Instruction:
Lay out the data below as a Markdown table with the columns Row and Line, numbering each row and leaving out blank lines. Include only the lines from the one containing "of the teal" through the end of the data, both ends included.
begin Data provided
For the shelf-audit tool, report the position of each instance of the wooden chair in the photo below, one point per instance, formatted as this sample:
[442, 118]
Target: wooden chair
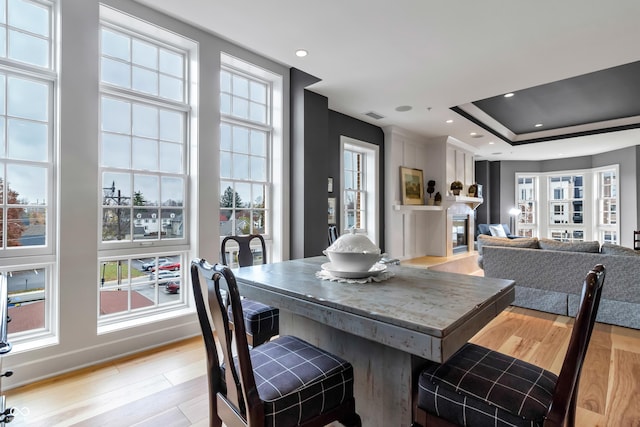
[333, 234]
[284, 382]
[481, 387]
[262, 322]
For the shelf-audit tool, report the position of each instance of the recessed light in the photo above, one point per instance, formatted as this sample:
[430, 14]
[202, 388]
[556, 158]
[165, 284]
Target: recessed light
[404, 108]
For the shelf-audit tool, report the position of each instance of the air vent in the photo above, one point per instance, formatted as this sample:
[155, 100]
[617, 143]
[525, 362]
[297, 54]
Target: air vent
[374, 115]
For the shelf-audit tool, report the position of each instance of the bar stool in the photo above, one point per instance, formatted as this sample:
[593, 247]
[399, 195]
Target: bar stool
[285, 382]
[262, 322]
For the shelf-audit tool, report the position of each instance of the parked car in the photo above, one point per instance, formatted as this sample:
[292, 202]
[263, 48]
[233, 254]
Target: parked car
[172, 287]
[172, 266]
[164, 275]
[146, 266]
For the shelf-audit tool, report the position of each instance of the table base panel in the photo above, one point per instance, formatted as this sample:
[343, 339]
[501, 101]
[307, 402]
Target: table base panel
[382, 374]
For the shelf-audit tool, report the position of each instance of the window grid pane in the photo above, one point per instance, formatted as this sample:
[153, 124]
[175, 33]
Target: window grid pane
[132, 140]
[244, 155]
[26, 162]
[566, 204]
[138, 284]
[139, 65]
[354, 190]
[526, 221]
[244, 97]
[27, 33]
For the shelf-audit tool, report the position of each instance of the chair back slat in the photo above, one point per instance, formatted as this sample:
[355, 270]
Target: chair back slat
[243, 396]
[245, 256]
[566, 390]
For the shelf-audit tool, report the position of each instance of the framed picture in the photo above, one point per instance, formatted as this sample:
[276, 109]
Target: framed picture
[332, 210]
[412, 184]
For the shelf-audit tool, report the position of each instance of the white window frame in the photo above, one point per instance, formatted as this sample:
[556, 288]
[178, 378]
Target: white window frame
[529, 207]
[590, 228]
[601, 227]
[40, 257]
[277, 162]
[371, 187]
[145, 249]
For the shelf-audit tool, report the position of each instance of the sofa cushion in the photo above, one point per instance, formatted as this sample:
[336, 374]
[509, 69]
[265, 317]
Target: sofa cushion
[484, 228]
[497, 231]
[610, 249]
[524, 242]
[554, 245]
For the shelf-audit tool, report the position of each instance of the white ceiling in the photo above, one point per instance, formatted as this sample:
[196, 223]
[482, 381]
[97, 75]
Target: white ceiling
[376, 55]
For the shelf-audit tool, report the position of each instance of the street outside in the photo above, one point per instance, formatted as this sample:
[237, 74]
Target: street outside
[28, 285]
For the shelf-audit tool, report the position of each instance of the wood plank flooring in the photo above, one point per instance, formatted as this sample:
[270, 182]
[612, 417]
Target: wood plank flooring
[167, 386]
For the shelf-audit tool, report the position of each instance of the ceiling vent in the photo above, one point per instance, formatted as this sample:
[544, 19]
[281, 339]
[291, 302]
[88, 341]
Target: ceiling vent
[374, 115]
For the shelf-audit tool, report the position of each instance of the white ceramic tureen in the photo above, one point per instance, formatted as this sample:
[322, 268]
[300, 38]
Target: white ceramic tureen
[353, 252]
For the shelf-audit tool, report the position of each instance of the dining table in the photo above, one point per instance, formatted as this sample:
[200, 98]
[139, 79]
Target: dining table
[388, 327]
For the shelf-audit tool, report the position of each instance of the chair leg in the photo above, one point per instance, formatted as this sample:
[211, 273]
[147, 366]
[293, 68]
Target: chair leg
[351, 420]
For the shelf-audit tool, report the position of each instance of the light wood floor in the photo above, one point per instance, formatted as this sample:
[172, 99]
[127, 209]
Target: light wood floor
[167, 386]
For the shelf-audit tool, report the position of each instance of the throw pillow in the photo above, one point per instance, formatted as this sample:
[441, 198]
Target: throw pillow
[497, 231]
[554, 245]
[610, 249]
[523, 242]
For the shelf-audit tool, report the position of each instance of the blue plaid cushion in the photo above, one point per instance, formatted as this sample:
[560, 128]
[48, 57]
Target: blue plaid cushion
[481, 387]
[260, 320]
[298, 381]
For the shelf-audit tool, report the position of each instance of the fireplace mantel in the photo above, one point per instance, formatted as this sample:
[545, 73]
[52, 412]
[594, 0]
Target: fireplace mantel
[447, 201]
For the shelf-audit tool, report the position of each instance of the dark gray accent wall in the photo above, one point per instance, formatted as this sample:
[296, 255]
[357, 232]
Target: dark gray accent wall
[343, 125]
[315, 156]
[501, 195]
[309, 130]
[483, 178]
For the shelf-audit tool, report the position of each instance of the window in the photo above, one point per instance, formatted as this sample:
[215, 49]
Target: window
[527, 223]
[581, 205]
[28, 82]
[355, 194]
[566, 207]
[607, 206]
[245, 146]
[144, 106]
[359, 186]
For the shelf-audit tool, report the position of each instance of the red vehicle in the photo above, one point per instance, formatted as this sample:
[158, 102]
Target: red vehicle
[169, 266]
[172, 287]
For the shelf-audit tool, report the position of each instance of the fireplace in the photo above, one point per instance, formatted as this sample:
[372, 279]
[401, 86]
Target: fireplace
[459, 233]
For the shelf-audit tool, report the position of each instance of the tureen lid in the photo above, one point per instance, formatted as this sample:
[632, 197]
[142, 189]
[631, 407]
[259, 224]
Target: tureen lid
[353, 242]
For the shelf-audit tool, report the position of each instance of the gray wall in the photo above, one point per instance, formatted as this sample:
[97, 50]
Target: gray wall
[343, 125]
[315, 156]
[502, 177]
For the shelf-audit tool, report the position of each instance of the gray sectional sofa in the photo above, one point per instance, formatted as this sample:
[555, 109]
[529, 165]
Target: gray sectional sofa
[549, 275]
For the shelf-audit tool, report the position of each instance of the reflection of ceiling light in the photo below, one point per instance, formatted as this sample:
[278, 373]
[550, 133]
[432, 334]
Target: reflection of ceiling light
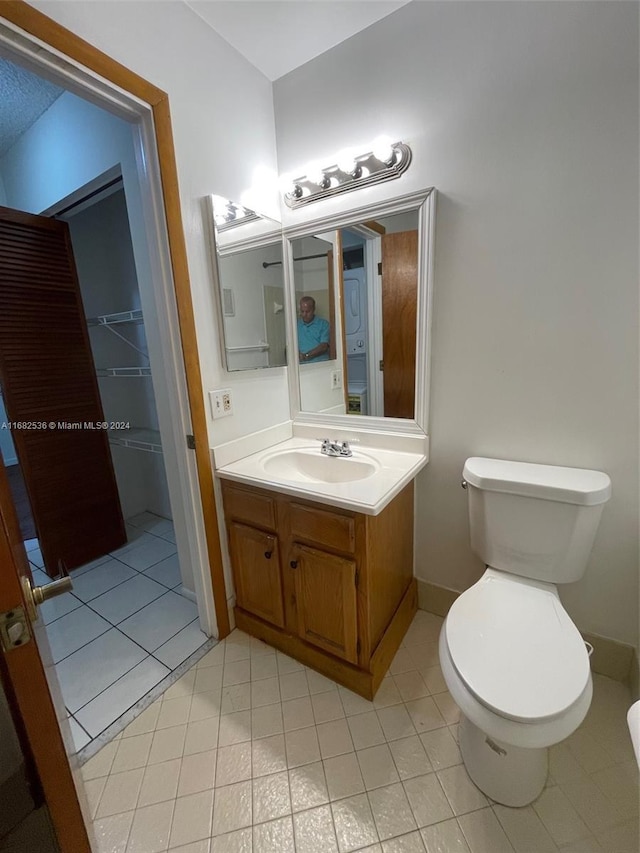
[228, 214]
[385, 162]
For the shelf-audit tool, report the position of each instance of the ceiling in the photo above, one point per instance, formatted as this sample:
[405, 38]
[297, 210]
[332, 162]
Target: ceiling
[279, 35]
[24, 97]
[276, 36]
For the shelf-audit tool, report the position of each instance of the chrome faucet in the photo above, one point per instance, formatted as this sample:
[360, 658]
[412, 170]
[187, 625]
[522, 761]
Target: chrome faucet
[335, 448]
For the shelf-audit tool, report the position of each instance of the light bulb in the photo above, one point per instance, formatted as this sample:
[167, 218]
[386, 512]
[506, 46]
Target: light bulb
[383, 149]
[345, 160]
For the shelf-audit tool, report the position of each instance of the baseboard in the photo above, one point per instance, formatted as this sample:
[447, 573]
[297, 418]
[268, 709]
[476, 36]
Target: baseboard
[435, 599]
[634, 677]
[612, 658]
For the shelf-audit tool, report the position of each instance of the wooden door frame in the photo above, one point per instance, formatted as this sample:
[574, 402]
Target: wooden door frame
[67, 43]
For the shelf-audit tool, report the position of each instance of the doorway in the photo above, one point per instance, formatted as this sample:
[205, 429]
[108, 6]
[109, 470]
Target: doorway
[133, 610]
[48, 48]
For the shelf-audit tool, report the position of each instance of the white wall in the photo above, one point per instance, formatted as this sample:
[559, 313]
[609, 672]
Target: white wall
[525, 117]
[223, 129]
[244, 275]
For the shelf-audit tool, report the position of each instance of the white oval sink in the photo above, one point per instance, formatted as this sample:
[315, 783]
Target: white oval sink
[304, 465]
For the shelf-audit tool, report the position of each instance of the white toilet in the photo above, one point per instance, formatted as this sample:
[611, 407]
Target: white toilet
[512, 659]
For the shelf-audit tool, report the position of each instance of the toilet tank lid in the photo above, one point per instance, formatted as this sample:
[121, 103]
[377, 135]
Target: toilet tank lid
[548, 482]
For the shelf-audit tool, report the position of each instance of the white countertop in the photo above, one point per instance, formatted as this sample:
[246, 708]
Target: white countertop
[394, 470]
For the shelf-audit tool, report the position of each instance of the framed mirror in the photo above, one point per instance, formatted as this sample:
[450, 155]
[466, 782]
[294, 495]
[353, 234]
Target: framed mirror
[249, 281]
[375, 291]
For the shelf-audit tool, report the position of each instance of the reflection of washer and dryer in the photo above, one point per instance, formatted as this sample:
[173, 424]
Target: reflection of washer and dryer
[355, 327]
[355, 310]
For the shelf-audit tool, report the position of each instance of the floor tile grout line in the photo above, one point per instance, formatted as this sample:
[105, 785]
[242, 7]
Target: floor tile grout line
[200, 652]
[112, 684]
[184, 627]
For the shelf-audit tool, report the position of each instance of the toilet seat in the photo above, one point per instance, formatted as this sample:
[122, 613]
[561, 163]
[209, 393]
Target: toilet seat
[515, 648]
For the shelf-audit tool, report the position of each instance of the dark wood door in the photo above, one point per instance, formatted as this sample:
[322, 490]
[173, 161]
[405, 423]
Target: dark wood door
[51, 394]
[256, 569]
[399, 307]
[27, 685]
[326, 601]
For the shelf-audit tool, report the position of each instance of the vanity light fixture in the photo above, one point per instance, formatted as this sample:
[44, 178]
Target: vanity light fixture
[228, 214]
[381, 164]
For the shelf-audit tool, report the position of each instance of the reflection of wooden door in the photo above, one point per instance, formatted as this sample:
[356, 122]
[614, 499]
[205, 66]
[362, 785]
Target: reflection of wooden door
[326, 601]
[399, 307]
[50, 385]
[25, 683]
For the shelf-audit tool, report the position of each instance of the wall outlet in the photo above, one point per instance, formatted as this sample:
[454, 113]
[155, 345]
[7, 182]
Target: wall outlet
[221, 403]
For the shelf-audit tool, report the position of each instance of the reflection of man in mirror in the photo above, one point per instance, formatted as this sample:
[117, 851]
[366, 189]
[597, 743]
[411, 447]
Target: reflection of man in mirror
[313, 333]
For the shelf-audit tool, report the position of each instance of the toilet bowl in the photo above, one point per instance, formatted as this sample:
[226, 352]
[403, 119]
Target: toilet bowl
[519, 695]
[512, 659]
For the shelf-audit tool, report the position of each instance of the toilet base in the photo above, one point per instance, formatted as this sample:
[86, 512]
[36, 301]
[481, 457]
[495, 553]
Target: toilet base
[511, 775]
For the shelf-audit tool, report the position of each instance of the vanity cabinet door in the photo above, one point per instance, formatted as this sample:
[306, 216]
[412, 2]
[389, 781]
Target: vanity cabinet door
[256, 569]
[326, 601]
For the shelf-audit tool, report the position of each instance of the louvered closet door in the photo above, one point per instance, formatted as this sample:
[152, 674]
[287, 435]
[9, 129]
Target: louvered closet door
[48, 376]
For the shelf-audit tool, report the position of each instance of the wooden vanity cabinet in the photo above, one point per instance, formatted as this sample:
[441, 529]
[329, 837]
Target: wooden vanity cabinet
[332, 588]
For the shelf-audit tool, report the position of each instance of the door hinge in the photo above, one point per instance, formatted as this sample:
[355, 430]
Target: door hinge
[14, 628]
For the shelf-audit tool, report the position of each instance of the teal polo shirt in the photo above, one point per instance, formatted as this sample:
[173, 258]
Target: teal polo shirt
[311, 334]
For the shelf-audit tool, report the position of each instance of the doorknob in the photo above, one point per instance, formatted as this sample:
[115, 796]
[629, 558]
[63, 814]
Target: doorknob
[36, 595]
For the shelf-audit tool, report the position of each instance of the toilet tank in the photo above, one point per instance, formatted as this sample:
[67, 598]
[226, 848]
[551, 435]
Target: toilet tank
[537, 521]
end Data provided
Exercise response:
| Row | Line |
|---|---|
| 1 | For the shelf-audit tool, report the position of each instance of the teal polo shirt in the photo above, one point per instance, formatted as this sample: |
| 2 | [173, 258] |
| 3 | Target: teal polo shirt |
| 4 | [311, 334] |
| 5 | For the shelf-audit tool, report the position of each instance of the doorknob in the photo above, one point per instance, formatted as this sample: |
| 6 | [115, 796] |
| 7 | [629, 558] |
| 8 | [63, 814] |
| 9 | Target: doorknob |
| 10 | [36, 595] |
| 11 | For the shelf-audit tool, report the position of each instance of the toilet tank in the photo above, one point per instance, formatted as this sample: |
| 12 | [67, 598] |
| 13 | [226, 848] |
| 14 | [551, 435] |
| 15 | Target: toilet tank |
| 16 | [537, 521] |